Task requirements:
**1.** List the names of every method under "Method Details" in the MobUtils class documentation.
**2.** Reproduce verbatim the part of the MobUtils class documentation from "private MobUtils()" up to and including "- The date.".
**3.** Resume the MobUtils class documentation, starting right after its final line.

Provided text:
# # #
Class MobUtils

java.lang.Object
org.apache.hadoop.hbase.mob.MobUtils

@Private public final class MobUtils extends Object
The mob utilities
  • Field Details

  • Constructor Details

    • MobUtils

      private MobUtils()
      Private constructor to keep this class from being instantiated.
  • Method Details

    • formatDate

      public static String formatDate(Date date)
      Formats a date to a string.
      Parameters:
      date - The date.
      Returns:
      The string format of the date, it's yyyymmdd.
    • parseDate

      public static Date parseDate(String dateString) throws ParseException
      Parses the string to a date.
      Parameters:
      dateString - The string format of a date, it's yyyymmdd.
      Returns:
      A date.
      Throws:
      ParseException
    • isMobReferenceCell

      public static boolean isMobReferenceCell(Cell cell)
      Whether the current cell is a mob reference cell.
      Parameters:
      cell - The current cell.
      Returns:
      True if the cell has a mob reference tag, false if it doesn't.
    • getTableNameTag

      private static Optional<Tag> getTableNameTag(Cell cell)
# # #
[Dataset records about object locations]
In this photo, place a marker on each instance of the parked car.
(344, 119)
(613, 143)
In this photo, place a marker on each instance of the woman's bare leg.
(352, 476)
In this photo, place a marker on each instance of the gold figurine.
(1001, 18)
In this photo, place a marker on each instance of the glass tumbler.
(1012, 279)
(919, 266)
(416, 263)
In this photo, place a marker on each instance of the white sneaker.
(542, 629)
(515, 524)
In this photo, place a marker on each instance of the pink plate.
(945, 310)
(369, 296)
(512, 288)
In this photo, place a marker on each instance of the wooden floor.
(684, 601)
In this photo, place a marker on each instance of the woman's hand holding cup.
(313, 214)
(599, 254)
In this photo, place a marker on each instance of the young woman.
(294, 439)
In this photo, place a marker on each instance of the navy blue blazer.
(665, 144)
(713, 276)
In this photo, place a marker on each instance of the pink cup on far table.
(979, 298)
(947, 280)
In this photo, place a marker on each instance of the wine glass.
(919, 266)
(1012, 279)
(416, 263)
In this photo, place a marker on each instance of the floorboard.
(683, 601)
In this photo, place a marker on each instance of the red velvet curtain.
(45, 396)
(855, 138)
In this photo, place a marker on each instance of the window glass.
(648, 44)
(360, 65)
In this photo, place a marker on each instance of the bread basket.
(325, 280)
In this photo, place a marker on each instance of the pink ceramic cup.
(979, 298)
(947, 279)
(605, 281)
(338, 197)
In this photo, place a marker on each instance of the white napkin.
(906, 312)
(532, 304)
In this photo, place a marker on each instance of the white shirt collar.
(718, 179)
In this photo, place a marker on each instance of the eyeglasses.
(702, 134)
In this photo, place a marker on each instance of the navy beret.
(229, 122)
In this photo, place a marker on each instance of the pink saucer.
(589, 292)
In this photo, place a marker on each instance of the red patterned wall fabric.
# # #
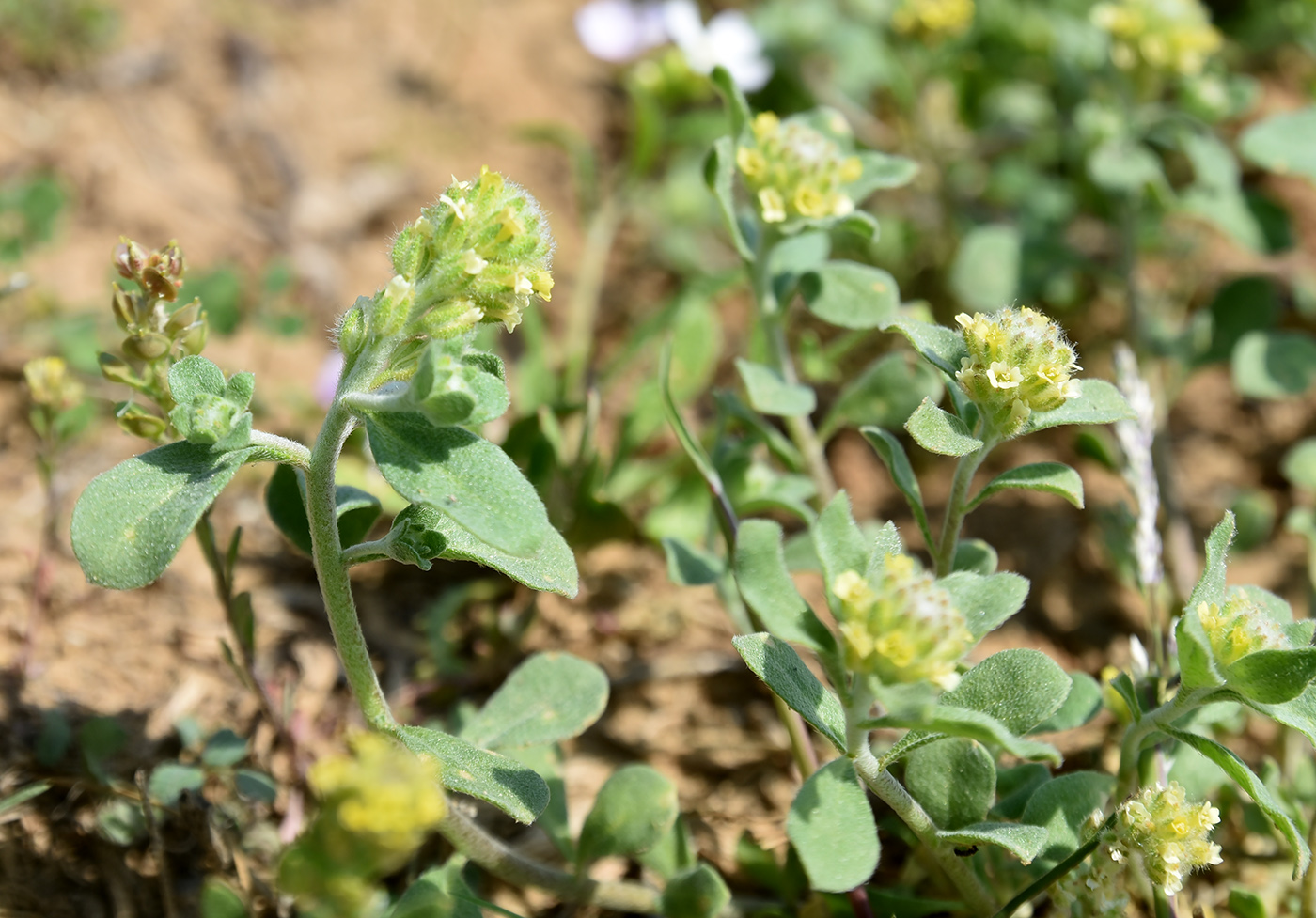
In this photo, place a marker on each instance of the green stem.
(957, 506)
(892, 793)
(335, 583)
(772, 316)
# # #
Response list:
**1.** formatDate, parseDate, isMobReferenceCell, getTableNameTag

**2.**
private MobUtils()
      Private constructor to keep this class from being instantiated.
  • Method Details

    • formatDate

      public static String formatDate(Date date)
      Formats a date to a string.
      Parameters:
      date - The date.

**3.**
      Gets the table name tag.
      Parameters:
      cell - The current cell.
      Returns:
      The table name tag.
    • getTableNameString

      public static Optional<String> getTableNameString(Cell cell)
      Gets the table name from when this cell was written into a mob hfile as a string.
      Parameters:
      cell - to extract tag from
      Returns:
      table name as a string. empty if the tag is not found.
    • getTableName

      public static Optional<TableName> getTableName(Cell cell)
      Get the table name from when this cell was written into a mob hfile as a TableName.
      Parameters:
      cell - to extract tag from
      Returns:
      name of table as a TableName. empty if the tag is not found.
    • hasMobReferenceTag

      public static boolean hasMobReferenceTag(List<Tag> tags)
      Whether the tag list has a mob reference tag.
      Parameters:
      tags - The tag list.
      Returns:
      True if the list has a mob reference tag, false if it doesn't.
    • isRawMobScan

      public static boolean isRawMobScan(Scan scan)
      Indicates whether it's a raw scan. The information is set in the attribute "hbase.mob.scan.raw" of scan. For a mob cell, in a normal scan the scanners retrieves the mob cell from the mob file. In a raw scan, the scanner directly returns cell in HBase without retrieve the one in the mob file.
      Parameters:
      scan - The current scan.
      Returns:
      True if it's a raw scan.
    • isRefOnlyScan

      public static boolean isRefOnlyScan(Scan scan)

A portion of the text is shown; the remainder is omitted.